* Problems to solve
(A) In the passage on alternate channel keywords, copy the text from "One method is" up to and including "a cron job.".
(B) Continue the passage on the MTA's alternate channel keywords from the point where it stops.

----- Document passage

Keywords: alternatechannel, alternateblocklimit, alternatelinelimit, alternaterecipientlimit
The MTA provides the ability to retarget messages that exceed a specified limit on the number of recipients, message size, or message lines to an alternate destination channel. This is implemented as a set of the following channel keywords alternatechannel, alternateblocklimit, alternatelinelimit, and alternaterecipientlimit that can be placed on any destination channel. The alternatechannel keyword takes a single argument specifying the name of the alternate channel to use. The other keywords each accept an integer argument specifying a corresponding threshold. A message that exceeds any of these thresholds will be enqueued to the alternate channel instead of the original destination channel.
In the following channel block example, large messages over 5,000 blocks, that would have gone out the tcp_local channel to the Internet, instead go out the tcp_big channel:
tcp_local smtp ... other keywords... alternatechannel tcp_big alternateblocklimit 5 tcp-daemon tcp_big smtp ...rest of keywords... tcp-big-daemon |
tcp_local smtp ...other keywords... alternatechannel tcp_big alternateblocklimit 5 tcp-daemon tcp_big smtp ...rest of keywords... tcp-big-daemon |
Here are some examples of how the alternate* channel keywords can be used:
If you want to deliver large messages at a delayed or an off-hours time, you can control when the alternatechannel (for example, tcp_big) runs.
One method is to use the imsimta qm utility’s STOP channel_name and START channel_name commands, executing these commands periodically via your own custom periodic job that is run by the Job Controller or via a cron job.
When you want the Job Controller to process large messages or messages with many recipients in their own pool, you might also use the alternatechannel.
You can separate small messages or messages with few recipients from the large messages or messages with many recipients, since the latter might take longer for remote SMTP servers to process and accept; you might not want the larger messages to delay delivery of the smaller messages.
Note that the Job Controller’s regular scheduling of messages and assigning of messages to threads and processes are acceptable in most configurations.

----------
----- Material supplied

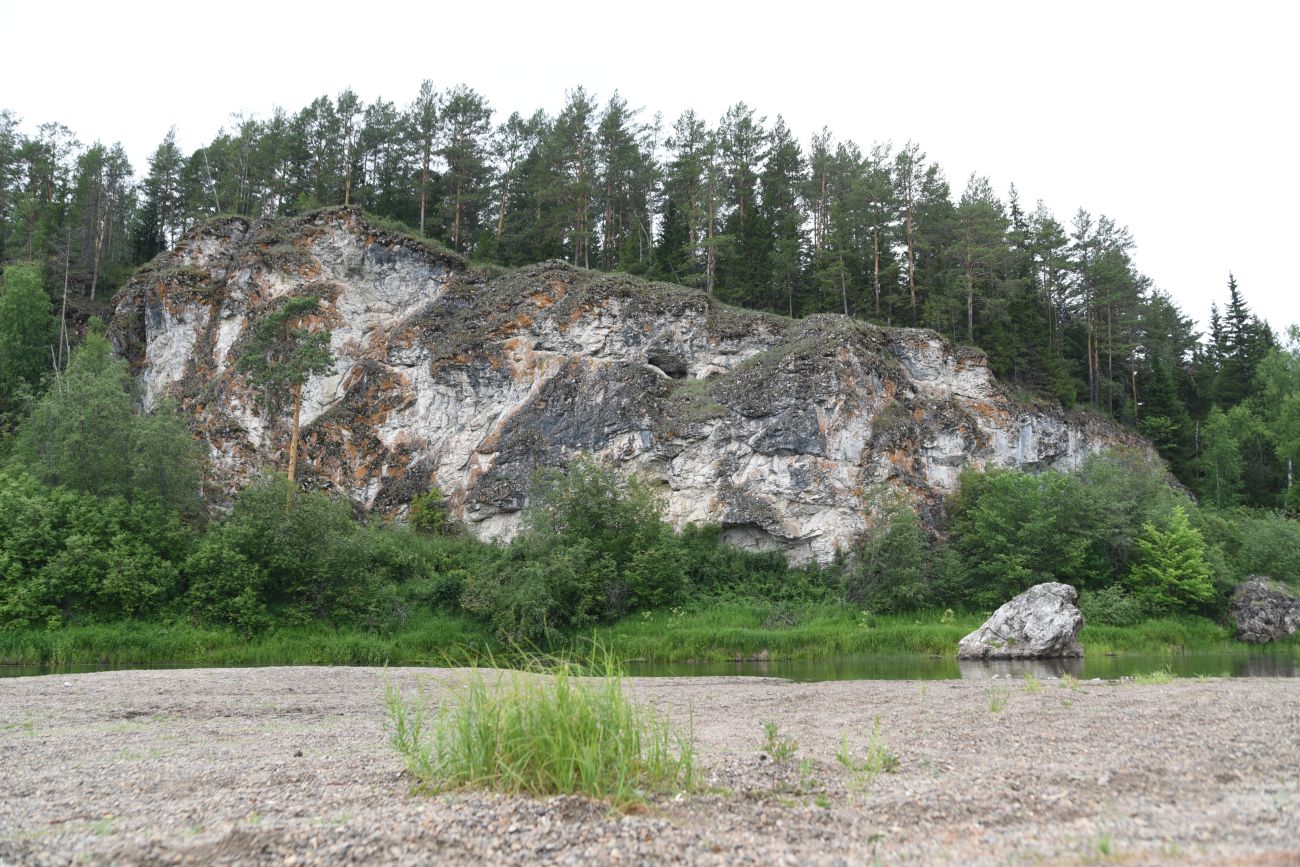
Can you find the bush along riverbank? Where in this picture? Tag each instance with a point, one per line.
(706, 632)
(103, 563)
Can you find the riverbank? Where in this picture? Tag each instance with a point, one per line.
(709, 633)
(274, 764)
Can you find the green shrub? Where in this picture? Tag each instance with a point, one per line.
(300, 563)
(1270, 545)
(889, 569)
(225, 586)
(429, 512)
(593, 547)
(69, 556)
(541, 732)
(1110, 606)
(1012, 530)
(85, 434)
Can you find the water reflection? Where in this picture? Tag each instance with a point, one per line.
(1262, 663)
(1285, 663)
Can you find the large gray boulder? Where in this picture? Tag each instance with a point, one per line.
(1043, 621)
(1264, 610)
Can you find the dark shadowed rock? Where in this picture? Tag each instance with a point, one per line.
(1041, 621)
(1264, 610)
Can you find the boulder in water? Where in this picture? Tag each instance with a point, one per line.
(1043, 621)
(1264, 610)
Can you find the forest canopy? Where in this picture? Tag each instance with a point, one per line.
(740, 207)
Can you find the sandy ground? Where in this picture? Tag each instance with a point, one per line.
(293, 766)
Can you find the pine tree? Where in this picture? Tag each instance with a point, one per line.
(26, 333)
(285, 352)
(1220, 462)
(1170, 572)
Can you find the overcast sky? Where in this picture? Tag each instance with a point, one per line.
(1179, 120)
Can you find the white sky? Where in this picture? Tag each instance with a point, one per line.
(1179, 120)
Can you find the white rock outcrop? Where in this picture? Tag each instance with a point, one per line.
(776, 429)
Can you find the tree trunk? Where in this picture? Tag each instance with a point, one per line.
(293, 446)
(911, 268)
(501, 211)
(875, 256)
(424, 185)
(1110, 365)
(844, 287)
(970, 307)
(455, 232)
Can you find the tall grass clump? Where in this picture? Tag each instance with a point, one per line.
(538, 732)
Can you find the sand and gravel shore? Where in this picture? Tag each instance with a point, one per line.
(291, 766)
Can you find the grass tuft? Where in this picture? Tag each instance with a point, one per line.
(997, 699)
(878, 758)
(538, 732)
(781, 748)
(1158, 676)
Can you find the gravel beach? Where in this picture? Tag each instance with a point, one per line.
(293, 766)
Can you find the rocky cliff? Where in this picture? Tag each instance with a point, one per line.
(472, 378)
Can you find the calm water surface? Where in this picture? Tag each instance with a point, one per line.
(1235, 664)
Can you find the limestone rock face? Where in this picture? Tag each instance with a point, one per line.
(1043, 621)
(1264, 610)
(471, 380)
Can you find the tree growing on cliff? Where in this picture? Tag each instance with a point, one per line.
(86, 434)
(1171, 572)
(26, 332)
(285, 352)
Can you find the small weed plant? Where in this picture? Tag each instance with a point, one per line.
(997, 699)
(781, 748)
(538, 732)
(1158, 676)
(876, 759)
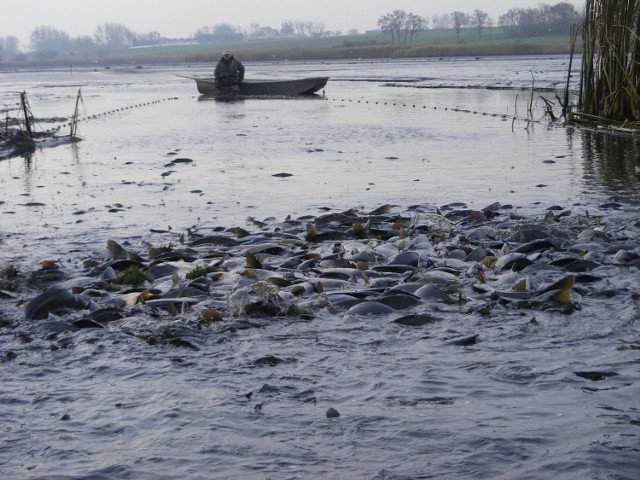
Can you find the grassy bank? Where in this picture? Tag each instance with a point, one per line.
(431, 43)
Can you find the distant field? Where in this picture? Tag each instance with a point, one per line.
(430, 43)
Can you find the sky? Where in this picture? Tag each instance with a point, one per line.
(182, 18)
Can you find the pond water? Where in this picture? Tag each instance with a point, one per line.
(417, 135)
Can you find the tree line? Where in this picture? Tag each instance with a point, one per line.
(48, 43)
(545, 19)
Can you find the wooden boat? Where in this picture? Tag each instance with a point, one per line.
(284, 88)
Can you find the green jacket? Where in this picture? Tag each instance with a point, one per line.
(229, 72)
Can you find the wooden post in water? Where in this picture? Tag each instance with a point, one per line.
(26, 112)
(610, 74)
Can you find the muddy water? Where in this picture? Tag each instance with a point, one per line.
(104, 404)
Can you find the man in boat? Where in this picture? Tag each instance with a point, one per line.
(229, 73)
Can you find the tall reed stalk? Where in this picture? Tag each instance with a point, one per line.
(610, 83)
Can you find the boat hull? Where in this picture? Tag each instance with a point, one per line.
(286, 88)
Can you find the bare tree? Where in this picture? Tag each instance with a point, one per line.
(114, 35)
(459, 19)
(393, 23)
(441, 21)
(479, 20)
(287, 29)
(412, 25)
(49, 42)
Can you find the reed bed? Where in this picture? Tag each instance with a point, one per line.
(610, 74)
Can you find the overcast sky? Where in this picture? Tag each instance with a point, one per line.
(182, 18)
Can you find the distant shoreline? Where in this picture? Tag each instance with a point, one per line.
(356, 52)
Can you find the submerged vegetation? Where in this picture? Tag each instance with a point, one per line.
(611, 63)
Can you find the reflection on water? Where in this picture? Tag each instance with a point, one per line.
(540, 394)
(612, 160)
(366, 143)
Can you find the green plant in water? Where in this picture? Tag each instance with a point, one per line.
(200, 272)
(131, 276)
(11, 272)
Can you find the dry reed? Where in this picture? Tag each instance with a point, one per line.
(611, 61)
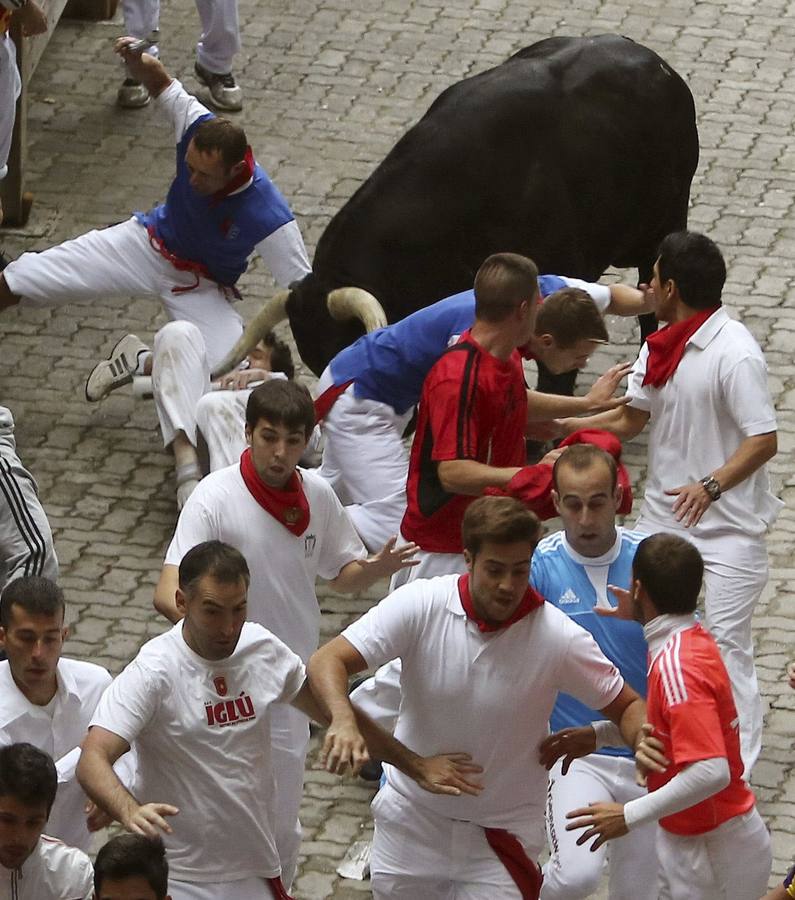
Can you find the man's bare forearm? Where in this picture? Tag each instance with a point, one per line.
(102, 785)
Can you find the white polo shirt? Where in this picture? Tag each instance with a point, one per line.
(57, 729)
(202, 730)
(52, 872)
(717, 397)
(283, 567)
(489, 695)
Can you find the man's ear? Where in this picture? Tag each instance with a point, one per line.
(181, 600)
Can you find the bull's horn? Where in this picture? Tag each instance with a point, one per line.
(356, 303)
(273, 312)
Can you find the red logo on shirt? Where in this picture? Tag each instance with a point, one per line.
(230, 712)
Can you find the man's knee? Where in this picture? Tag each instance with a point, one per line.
(178, 335)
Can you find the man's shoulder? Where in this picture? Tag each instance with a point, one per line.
(84, 675)
(66, 871)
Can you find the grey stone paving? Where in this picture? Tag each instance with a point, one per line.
(329, 87)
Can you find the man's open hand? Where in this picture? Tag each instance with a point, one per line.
(604, 821)
(570, 743)
(447, 773)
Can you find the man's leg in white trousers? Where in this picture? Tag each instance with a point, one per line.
(10, 86)
(289, 744)
(735, 574)
(379, 696)
(731, 862)
(141, 17)
(108, 262)
(366, 462)
(417, 853)
(180, 376)
(220, 39)
(221, 418)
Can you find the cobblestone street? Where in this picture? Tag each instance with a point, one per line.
(329, 87)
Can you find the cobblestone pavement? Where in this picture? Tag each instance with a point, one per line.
(329, 87)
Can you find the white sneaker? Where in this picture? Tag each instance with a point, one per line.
(117, 370)
(224, 90)
(132, 94)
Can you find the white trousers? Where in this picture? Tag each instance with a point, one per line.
(419, 855)
(366, 462)
(220, 39)
(575, 872)
(731, 862)
(735, 574)
(118, 262)
(10, 87)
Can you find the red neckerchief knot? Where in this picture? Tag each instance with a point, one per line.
(288, 506)
(244, 175)
(531, 600)
(667, 347)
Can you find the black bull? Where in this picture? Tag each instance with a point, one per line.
(576, 152)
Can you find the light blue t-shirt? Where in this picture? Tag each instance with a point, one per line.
(389, 365)
(576, 584)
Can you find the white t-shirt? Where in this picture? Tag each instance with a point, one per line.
(57, 732)
(489, 695)
(202, 730)
(717, 397)
(283, 567)
(52, 872)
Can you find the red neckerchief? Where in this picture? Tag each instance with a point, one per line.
(531, 600)
(525, 873)
(328, 398)
(667, 346)
(244, 175)
(289, 506)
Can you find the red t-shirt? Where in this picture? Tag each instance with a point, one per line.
(473, 406)
(691, 707)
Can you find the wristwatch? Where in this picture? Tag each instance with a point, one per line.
(712, 486)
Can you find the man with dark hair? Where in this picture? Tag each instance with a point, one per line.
(199, 701)
(131, 867)
(291, 528)
(483, 660)
(32, 865)
(702, 383)
(48, 700)
(571, 569)
(712, 842)
(189, 251)
(376, 384)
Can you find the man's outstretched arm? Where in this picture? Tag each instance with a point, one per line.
(351, 733)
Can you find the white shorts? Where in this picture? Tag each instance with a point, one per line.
(246, 889)
(731, 862)
(419, 855)
(119, 262)
(575, 872)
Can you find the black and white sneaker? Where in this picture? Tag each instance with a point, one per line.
(224, 90)
(117, 370)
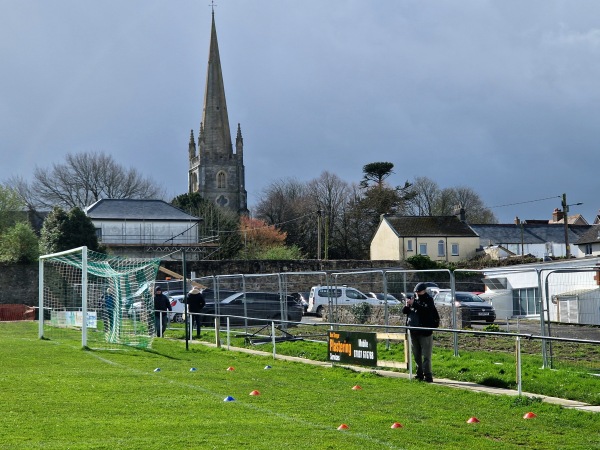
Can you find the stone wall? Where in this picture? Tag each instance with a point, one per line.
(19, 282)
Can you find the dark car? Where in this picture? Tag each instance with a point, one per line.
(210, 294)
(253, 305)
(302, 298)
(479, 309)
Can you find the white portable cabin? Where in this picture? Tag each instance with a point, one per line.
(580, 306)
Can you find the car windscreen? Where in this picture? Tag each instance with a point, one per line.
(468, 298)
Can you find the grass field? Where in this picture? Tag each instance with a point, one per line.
(54, 395)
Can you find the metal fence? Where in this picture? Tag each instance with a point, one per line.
(545, 304)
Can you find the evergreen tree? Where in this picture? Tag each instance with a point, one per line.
(19, 244)
(64, 231)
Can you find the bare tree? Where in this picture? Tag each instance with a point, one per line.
(84, 179)
(430, 200)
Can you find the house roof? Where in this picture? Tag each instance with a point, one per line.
(429, 226)
(591, 236)
(136, 209)
(527, 233)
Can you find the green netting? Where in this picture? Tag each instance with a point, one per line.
(119, 298)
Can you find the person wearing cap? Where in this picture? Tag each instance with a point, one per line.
(109, 310)
(161, 305)
(421, 312)
(196, 302)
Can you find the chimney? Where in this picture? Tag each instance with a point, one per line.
(557, 215)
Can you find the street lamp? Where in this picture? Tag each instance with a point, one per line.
(566, 223)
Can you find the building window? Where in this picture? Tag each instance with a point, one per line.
(221, 180)
(525, 302)
(441, 248)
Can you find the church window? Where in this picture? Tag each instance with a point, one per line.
(221, 180)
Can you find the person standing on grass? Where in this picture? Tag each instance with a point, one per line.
(421, 312)
(109, 310)
(161, 305)
(196, 302)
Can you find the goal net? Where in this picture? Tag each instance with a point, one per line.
(106, 301)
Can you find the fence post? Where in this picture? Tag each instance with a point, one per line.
(518, 352)
(273, 338)
(409, 346)
(454, 312)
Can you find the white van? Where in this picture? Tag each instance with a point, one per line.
(339, 295)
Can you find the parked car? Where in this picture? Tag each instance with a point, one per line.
(381, 297)
(432, 288)
(343, 295)
(210, 294)
(302, 298)
(254, 305)
(479, 309)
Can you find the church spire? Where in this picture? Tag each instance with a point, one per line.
(217, 134)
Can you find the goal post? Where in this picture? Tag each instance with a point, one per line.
(104, 300)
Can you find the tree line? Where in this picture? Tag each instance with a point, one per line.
(326, 217)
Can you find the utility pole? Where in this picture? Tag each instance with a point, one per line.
(319, 234)
(566, 223)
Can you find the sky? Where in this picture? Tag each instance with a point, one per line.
(501, 96)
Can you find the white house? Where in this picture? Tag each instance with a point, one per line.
(442, 238)
(589, 242)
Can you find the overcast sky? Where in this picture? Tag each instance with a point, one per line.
(500, 96)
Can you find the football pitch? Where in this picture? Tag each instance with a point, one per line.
(54, 395)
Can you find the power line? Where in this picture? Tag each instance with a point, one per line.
(528, 201)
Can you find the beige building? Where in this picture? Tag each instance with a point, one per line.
(442, 238)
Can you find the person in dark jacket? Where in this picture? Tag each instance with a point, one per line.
(196, 302)
(161, 305)
(421, 312)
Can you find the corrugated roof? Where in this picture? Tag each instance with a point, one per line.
(527, 233)
(591, 236)
(430, 226)
(135, 209)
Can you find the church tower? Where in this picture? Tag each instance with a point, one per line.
(216, 171)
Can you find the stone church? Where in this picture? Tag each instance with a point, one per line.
(216, 171)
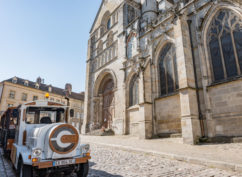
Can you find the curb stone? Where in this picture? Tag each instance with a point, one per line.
(197, 161)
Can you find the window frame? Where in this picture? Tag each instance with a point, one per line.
(166, 54)
(22, 98)
(134, 84)
(35, 96)
(12, 96)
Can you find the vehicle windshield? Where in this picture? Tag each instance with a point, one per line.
(44, 115)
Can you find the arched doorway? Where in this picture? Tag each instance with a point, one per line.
(108, 104)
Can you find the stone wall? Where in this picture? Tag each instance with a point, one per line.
(168, 114)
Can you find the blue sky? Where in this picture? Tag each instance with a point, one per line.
(46, 38)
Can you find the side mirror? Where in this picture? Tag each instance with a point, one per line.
(15, 113)
(72, 113)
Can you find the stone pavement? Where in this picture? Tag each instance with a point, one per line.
(108, 161)
(224, 156)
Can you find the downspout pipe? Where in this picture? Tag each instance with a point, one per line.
(196, 81)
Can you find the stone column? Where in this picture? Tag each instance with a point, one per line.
(189, 107)
(145, 108)
(87, 101)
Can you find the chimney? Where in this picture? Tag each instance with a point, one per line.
(68, 88)
(39, 80)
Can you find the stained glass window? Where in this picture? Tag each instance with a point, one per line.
(168, 70)
(225, 45)
(130, 46)
(134, 91)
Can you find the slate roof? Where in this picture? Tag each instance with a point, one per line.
(45, 88)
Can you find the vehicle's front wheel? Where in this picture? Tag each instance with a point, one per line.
(83, 170)
(25, 170)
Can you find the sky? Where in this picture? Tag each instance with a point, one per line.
(46, 38)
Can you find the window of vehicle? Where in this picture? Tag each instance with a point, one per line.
(44, 115)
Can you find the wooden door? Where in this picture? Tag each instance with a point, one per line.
(108, 104)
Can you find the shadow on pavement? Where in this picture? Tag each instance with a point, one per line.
(99, 173)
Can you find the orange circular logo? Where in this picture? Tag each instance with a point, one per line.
(64, 139)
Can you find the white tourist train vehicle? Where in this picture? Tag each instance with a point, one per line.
(45, 143)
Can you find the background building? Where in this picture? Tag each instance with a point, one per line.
(161, 67)
(15, 91)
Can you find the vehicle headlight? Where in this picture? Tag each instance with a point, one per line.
(37, 152)
(85, 148)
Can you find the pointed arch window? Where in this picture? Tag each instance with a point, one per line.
(225, 45)
(134, 91)
(131, 45)
(168, 70)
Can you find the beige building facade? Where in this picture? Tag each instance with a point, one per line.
(16, 91)
(163, 67)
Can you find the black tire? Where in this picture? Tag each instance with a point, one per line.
(25, 170)
(83, 170)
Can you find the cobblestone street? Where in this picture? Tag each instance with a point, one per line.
(111, 162)
(108, 162)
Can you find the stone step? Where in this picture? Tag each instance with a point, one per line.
(101, 132)
(237, 140)
(170, 135)
(176, 135)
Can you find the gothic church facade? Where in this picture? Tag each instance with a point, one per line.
(161, 67)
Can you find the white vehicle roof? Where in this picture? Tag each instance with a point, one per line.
(48, 103)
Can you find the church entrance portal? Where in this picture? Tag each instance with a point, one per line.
(108, 104)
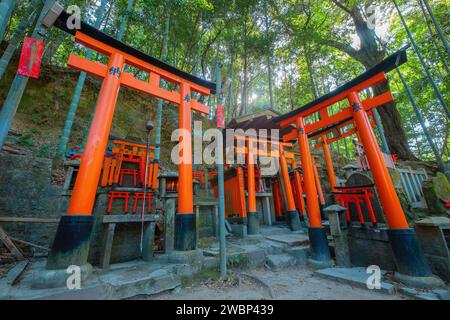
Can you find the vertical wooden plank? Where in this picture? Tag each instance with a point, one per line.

----------

* Answers
(A)
One method is to use the imsimta qm utility’s STOP channel_name and START channel_name commands, executing these commands periodically via your own custom periodic job that is run by the Job Controller or via a cron job.

(B)
When you want to set special TCP/IP channel time-out values for large messages or for messages with many recipients, you can use the alternatechannel.
In particular, setting special TCP/IP channel time-out values can be helpful if you want to send messages to remote hosts that take exceptionally long to receive large messages or messages with many recipients.
Note that the default automatic time-out adjustment should be sufficient for most configurations. At most, you might want to adjust the values from the defaults and not use a special channel. In particular, see the channel options STATUS_DATA_RECV_PER_ADDR_TIME and STATUS_DATA_RECV_PER_BLOCK_TIME in the Sun Java System Messaging Server 6.3 Administration Reference.
When you want special MIME message fragmentation for especially large messages, you can use the alternatechannel and the alternateblocklimit channel keywords along with the maxblocks channel keyword.
Typically, you would put the desired maxblocks size on your regular outbound TCP/IP channels, when you want to fragment messages over a specified size. The maxblocks channel keyword is normally both the threshold at which to perform fragmentation and the size to make the fragments.
But, if you want to have a larger threshold trigger and make smaller actual fragments, you can use the alternatechannel and alternateblocklimit on the outbound TCP/IP channel. You can then use the maxblock size on your alternate channel to fragment messages over a particular size.
You might use the alternatechannel in conjunction with special filtering. For instance, a message with many recipients might need more careful scrutiny of its content in case it is spam. You might want to do different filtering based on the outgoing channel (See the destinationfilter channel keyword in 12.12.4 Specifying Mailbox Filter File Location.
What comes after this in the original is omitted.